• Attività richieste
a - Riporta dal brano tutto ciò che va da "La commissione tecnica" fino a "membri della commissione.".
b - Secondo il brano, che cosa stava facendo l'operaio con il certificato medico per «epilessia» quando fu visto dai membri della commissione?
c - Indica se ciascuna affermazione concorda con il brano, rispondendo sì o no e citando le parole decisive del testo. (i) Nel febbraio 1937 la CNT metallurgici dichiarò che alcuni operai abusavano degli incidenti sul lavoro. (ii) La sezione dei meccanici della Colonna Durruti chiese che il compagno partito con gli strumenti venisse punito. (iii) La CNT dei calzolai non registrò alcun furto.

• Brano da leggere
□ □ □

In molti settori dell’industria i compagni erano spesso «malati». Nel febbraio 1937, la CNT metallurgici dichiarò senza mezzi termini che alcuni operai abusavano degli incidenti sul lavoro. Già nel dicembre 1936, un importante militante del sindacato dei lavoratori del piombo aveva lamentato «irregolarità commesse in quasi tutti i laboratori in relazione alle malattie e agli orari [di lavoro]». Nel gennaio del 1937, un altro lavoratore del piombo notava «il rilassamento» in diverse fabbriche: «Ci sono molti lavoratori che perdono un giorno o mezzo per scopi personali, non perché sono malati».
La commissione tecnica CNT dei muratori attirò l’attenzione sul caso di un operaio che, avendo un certificato medico per «epilessia», era stato visto fare del giardinaggio durante una visita dei membri della commissione.
Vennero segnalati furti nelle fabbriche e nelle collettività. La CNT metalli non ferrosi affermò che un compagno che lavorava in una fabbrica controllata dalla CNT aveva portato via degli strumenti al momento di dare le dimissioni per l’esercito. Nel dicembre 1936, la sezione dei meccanici della famosa Colonna Durruti avvisò la CNT della metallurgia che un compagno era partito con gli strumenti «probabilmente senza prestarvi attenzione», e chiese al sindacato di fargli restituire l’attrezzatura mancante il più rapidamente possibile. Anche la CNT dei calzolai prese atto di vari furti. E alcuni militanti e funzionari delle collettività furono accusati di appropriazione indebita e abuso di fondi.

□ □ □

• Dati di partenza
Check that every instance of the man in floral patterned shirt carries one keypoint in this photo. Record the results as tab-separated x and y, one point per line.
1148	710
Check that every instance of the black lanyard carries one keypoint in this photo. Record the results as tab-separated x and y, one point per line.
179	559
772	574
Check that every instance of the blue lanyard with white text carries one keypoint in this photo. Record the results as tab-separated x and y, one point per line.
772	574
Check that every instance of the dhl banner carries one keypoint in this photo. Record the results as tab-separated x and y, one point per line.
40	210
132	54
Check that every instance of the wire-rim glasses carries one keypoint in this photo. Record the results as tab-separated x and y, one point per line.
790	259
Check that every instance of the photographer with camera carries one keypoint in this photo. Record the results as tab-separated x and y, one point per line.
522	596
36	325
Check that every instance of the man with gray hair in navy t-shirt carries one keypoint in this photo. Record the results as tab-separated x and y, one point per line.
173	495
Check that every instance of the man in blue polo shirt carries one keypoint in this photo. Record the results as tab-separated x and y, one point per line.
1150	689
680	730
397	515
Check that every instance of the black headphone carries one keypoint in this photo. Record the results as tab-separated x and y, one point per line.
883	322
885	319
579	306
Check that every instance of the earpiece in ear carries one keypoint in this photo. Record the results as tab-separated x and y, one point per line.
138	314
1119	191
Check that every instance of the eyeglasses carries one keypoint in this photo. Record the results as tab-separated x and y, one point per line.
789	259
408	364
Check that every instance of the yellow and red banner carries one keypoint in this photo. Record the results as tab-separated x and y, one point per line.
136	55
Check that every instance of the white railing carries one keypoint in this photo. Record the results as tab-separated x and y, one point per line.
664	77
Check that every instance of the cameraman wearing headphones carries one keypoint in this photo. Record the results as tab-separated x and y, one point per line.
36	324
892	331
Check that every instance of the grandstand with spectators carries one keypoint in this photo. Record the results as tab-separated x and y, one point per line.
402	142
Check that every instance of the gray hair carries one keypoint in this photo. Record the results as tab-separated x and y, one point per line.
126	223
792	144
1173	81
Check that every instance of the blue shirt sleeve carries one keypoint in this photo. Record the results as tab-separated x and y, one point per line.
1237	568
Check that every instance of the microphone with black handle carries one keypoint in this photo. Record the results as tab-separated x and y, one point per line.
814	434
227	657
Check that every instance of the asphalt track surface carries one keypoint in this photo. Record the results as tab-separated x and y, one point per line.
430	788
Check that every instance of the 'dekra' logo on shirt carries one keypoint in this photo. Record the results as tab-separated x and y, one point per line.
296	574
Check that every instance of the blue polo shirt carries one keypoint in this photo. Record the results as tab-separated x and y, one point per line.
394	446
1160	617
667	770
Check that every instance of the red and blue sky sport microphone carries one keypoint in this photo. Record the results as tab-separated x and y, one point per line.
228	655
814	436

□ □ □

• Risposte alle attività
a -
La commissione tecnica CNT dei muratori attirò l’attenzione sul caso di un operaio che, avendo un certificato medico per «epilessia», era stato visto fare del giardinaggio durante una visita dei membri della commissione.

b - Stava facendo del giardinaggio.

c -
(i) Sì: «Nel febbraio 1937, la CNT metallurgici dichiarò senza mezzi termini che alcuni operai abusavano degli incidenti sul lavoro».
(ii) No: «chiese al sindacato di fargli restituire l’attrezzatura mancante il più rapidamente possibile».
(iii) No: «Anche la CNT dei calzolai prese atto di vari furti».